== Provided text ==

RuntimeError: CUDA error: device-side assert triggered
You are having this problem while doing semantic image segmentation using PyTorch? Here is the solution that worked for me.
The original article on my blog website here.
For now, I’m doing a project about semantic tumor segmentation in the whole body in CT scans, but you know that doing this kind of problem is not easy so in this article, I will be talking about a famous error that you have probably faced when using PyTorch.
So looking at the error you can understand that the program is not specifying the exact part of the error. For me, I kept printing and printing shapes and values of the images and masks (labels) to see where the exact error was.
I will show you where I found errors in my project and how you can solve them, and hopefully, it will work for you also.
Where is the problem?
For me, the problem was in the labels, and I am pretty sure that you have a problem there also. Let me talk about the problem that I found then we fix it.
My problem was in the intensity values of the labels they were wrong in two ways. The first error was that the program is detecting multiple classes instead of two classes (background and mask) because I have for each patient different numbers of tumors, and I am working on the volumetric segmentation which means that my one input is a set of slices (nifty file with 300 slices at least), this doesn’t matter for this problem. So having that different number of tumors in each patient had the effect of detecting multiple classes because the program will see different intensity values which will make it hard to understand that we need to segment only the background and the tumor.
Now, if you are using this kind of data so you should verify that the program is not detecting them as different classes, to check that all you need to do is to plot a label that has more than one area in it and if you get like the following figure, that means you are in my first problem.
You can see here in this slice, I should have the same color for the two tumors, but instead of that, I am having two different colors which means that the program is seeing 3 classes (including the background).
And you should know that to see this difference you have to pass your label by the preprocessing function then plot it. Because at first I tried to plot the mask before the preprocessing or using external software but I didn’t see the difference.
You can see here a mask with 3 tumors if you plot it without the preprocessing you can see that all the tumors have the same colors (talking about visual aspect) but in reality, they have all different intensity values for that they will be detected as different classes.
As I told you, the main problem is about the mask’s intensity which is different from each tumor.
And you should also notice that the mask’s values should be either 0 or 1 because if you are doing semantic segmentation so you don’t need other values.
If you want to check the values of your mask you can use a NumPy function called ‘unique’, so this function will give you the different values that you can find in the mask, and there you can see the second error (if you have the same error as me).
To fix this problem there are a lot of ways to do it, but the easiest one is to convert the mask value into booleans which means the mask will have only ‘true’ or ‘false’ (false for the background because it has the value 0 and true for all the values which are different to 0).
You can add only this line before starting the training and the validation (if you have).
label = label > 0
Otherwise, if you want to work with 0 and 1 so it depends on which problem you have. If you have only the values of the intensity bigger than 1 so you can divide the label values by their max. Or if you have the problem of multi classes, so here I recommend you to fix the problem outside the training part so that you will not slow the training process.

== Problem set ==
a) Answer these questions from the CUDA error article:
(i) What kind of scans is the writer's tumor segmentation project based on?
(ii) What NumPy function does the writer suggest for checking the values in a mask?
(iii) What single line does the writer say you can add before starting training and validation?
b) Copy the CUDA error article word for word, starting with "And you should know" and going on through "from each tumor.".

== Data extracted from a collection ==
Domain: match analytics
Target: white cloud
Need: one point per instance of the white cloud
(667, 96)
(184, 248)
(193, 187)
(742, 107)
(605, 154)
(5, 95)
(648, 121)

== List of answers ==
a)
(i) CT scans
(ii) 'unique'
(iii) label = label > 0

b)
And you should know that to see this difference you have to pass your label by the preprocessing function then plot it. Because at first I tried to plot the mask before the preprocessing or using external software but I didn’t see the difference.
You can see here a mask with 3 tumors if you plot it without the preprocessing you can see that all the tumors have the same colors (talking about visual aspect) but in reality, they have all different intensity values for that they will be detected as different classes.
As I told you, the main problem is about the mask’s intensity which is different from each tumor.